Exercise details: Return the following from the records below: each line, word for word, starting with the line that contains "target | zipper teeth" and going on through the line that contains "task | one point per instance, each pair like [77, 278]", with nothing outside that range.

>>>>

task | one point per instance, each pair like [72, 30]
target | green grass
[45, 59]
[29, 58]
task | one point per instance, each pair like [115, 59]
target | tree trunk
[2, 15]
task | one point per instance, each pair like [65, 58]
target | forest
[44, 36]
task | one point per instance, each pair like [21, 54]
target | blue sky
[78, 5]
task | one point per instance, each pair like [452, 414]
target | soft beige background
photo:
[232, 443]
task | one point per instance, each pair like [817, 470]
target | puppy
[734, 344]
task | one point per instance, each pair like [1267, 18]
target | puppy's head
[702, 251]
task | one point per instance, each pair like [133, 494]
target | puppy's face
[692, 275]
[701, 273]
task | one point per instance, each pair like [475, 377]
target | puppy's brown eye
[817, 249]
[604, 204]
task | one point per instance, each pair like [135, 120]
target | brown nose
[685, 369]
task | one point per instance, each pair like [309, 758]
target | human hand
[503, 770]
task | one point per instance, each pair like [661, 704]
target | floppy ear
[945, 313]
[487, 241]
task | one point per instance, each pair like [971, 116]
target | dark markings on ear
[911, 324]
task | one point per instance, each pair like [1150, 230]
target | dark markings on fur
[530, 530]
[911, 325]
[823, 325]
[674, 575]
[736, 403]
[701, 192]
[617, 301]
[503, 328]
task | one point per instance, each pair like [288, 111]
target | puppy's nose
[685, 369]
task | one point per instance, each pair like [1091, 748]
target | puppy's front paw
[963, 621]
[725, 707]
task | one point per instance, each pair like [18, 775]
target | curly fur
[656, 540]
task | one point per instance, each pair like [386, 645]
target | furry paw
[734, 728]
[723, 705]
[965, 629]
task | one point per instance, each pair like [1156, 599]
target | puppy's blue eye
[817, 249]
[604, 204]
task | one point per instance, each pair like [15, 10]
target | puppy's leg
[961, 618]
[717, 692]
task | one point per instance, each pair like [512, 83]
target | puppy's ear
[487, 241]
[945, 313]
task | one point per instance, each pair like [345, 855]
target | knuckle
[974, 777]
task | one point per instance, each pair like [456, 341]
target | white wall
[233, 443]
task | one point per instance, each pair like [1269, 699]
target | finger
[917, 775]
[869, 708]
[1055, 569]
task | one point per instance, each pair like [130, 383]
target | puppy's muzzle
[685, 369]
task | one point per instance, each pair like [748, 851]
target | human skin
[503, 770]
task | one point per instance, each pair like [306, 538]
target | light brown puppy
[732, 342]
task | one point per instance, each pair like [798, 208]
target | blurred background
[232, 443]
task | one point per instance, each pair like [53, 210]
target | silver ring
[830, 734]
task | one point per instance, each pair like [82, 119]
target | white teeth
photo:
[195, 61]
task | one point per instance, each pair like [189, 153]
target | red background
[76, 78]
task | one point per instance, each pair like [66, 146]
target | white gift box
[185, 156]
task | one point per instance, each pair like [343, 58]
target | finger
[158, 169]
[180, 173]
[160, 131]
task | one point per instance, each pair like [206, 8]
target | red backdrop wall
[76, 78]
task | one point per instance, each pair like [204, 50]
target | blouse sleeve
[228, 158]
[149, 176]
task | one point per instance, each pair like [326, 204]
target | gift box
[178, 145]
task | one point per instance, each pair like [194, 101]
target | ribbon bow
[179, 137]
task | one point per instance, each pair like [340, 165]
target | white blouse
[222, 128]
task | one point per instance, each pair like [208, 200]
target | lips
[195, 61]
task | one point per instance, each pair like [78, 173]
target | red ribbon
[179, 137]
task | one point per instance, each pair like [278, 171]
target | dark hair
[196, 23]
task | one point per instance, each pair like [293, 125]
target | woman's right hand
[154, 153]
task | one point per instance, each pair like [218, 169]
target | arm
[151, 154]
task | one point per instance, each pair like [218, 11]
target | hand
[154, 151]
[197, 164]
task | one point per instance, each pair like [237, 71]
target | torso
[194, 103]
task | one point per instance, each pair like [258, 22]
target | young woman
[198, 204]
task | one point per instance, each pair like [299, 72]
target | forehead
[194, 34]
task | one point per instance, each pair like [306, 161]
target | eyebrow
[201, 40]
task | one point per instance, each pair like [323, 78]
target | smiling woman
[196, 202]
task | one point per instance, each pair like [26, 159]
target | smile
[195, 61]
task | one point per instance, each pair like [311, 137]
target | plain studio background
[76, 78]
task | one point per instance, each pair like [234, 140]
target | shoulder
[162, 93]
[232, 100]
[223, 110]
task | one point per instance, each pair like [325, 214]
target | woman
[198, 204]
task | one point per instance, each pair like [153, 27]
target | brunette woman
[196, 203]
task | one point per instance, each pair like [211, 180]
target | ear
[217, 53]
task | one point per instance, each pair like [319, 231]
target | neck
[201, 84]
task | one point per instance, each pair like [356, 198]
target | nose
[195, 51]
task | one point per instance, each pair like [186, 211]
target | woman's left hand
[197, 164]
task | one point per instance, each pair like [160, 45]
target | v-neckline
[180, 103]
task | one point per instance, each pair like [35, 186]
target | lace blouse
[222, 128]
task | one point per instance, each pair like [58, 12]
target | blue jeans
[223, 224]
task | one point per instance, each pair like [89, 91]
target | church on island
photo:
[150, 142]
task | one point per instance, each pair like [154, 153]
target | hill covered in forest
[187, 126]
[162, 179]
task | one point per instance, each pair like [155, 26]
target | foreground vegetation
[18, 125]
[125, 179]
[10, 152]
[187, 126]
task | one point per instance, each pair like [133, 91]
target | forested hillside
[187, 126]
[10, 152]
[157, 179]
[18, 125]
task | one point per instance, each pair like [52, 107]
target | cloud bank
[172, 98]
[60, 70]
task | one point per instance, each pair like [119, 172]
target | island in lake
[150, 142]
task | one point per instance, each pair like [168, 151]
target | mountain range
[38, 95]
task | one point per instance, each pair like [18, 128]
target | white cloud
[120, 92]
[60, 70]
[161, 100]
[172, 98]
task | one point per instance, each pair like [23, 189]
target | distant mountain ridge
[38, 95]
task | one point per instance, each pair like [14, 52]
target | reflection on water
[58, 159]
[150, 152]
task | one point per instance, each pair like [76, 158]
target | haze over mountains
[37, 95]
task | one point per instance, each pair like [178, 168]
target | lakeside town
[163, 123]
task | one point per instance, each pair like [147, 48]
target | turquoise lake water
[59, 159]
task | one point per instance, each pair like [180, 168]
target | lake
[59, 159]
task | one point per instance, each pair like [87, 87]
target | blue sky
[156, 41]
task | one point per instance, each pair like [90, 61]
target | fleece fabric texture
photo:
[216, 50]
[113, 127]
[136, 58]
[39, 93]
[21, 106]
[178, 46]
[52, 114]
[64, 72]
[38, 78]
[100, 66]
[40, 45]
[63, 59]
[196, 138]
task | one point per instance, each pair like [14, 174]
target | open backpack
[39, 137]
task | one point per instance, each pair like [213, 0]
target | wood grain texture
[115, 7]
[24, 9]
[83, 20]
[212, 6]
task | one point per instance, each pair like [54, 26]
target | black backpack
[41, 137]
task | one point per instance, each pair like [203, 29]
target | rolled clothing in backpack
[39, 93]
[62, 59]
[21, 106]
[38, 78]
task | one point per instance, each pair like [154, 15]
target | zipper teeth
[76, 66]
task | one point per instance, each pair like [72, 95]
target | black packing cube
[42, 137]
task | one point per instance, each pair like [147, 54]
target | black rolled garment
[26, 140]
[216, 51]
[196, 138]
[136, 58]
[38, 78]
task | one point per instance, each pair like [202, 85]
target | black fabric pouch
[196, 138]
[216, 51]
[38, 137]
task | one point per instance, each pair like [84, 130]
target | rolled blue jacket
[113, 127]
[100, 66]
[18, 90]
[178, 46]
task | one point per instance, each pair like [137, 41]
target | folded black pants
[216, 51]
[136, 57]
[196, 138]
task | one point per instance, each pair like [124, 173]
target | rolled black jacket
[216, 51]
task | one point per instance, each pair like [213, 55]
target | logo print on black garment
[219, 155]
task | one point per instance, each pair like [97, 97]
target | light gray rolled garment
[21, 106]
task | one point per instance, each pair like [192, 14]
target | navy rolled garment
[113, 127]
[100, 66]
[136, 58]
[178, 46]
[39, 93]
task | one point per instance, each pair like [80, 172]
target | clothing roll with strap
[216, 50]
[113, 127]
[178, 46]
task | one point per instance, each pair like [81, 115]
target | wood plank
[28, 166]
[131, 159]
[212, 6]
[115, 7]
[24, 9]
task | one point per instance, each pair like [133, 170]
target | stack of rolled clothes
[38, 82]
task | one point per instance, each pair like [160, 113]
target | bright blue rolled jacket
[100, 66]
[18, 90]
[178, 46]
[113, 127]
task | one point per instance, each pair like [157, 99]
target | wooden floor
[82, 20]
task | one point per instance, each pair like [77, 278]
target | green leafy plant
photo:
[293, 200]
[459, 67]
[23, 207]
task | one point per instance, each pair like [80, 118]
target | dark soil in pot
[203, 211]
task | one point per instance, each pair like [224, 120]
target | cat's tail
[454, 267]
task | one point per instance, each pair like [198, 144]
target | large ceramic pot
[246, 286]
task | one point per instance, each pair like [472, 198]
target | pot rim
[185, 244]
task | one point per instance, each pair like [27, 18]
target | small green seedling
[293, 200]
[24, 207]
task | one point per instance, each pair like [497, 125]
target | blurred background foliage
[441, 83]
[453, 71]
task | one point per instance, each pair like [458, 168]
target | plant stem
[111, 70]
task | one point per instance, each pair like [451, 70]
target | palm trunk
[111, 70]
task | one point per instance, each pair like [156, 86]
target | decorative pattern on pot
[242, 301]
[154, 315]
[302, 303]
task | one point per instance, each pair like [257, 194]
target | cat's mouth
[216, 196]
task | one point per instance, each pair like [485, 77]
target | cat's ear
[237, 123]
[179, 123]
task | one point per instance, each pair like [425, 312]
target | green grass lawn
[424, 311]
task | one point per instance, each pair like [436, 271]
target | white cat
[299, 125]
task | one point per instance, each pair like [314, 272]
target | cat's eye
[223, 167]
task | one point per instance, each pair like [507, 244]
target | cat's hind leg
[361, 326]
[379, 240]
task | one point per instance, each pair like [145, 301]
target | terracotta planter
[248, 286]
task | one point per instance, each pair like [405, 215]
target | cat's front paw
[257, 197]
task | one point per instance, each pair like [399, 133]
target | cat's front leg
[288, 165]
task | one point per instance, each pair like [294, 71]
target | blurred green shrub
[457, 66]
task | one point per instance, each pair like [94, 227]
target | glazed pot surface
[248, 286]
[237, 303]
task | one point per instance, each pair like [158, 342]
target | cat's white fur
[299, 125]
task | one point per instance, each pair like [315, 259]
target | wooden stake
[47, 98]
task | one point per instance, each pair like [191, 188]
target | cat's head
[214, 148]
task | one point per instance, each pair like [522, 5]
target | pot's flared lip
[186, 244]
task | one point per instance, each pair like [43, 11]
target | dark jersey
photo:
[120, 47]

<<<<

Answer section:
target | zipper teeth
[76, 66]
task | one point per instance, each pair like [72, 95]
target | black packing cube
[42, 137]
task | one point per instance, each pair like [147, 54]
target | black rolled garment
[26, 140]
[216, 51]
[196, 138]
[136, 58]
[38, 78]
task | one point per instance, each pair like [202, 85]
target | black fabric pouch
[196, 138]
[216, 51]
[38, 137]
task | one point per instance, each pair like [84, 130]
target | rolled blue jacket
[113, 127]
[100, 66]
[18, 90]
[178, 46]
task | one point per instance, each pair like [137, 41]
target | folded black pants
[216, 51]
[136, 57]
[196, 138]
task | one point per instance, each pair like [124, 173]
target | rolled black jacket
[216, 51]
task | one point per instance, each pair like [213, 55]
target | logo print on black garment
[219, 155]
task | one point per instance, each pair like [97, 97]
target | light gray rolled garment
[21, 106]
task | one point per instance, each pair like [192, 14]
target | navy rolled garment
[113, 127]
[100, 66]
[136, 58]
[178, 46]
[39, 93]
task | one point per instance, each pair like [80, 172]
target | clothing roll with strap
[216, 50]
[113, 127]
[178, 46]
task | one point per instance, each pair like [81, 115]
target | wood plank
[28, 166]
[131, 159]
[212, 6]
[115, 7]
[24, 9]
task | one point per instance, each pair like [133, 170]
target | stack of rolled clothes
[38, 82]
task | one point per instance, each pair like [160, 113]
target | bright blue rolled jacket
[100, 66]
[18, 90]
[178, 46]
[113, 127]
task | one point per instance, each pair like [157, 99]
target | wooden floor
[82, 20]
task | one point per instance, each pair like [77, 278]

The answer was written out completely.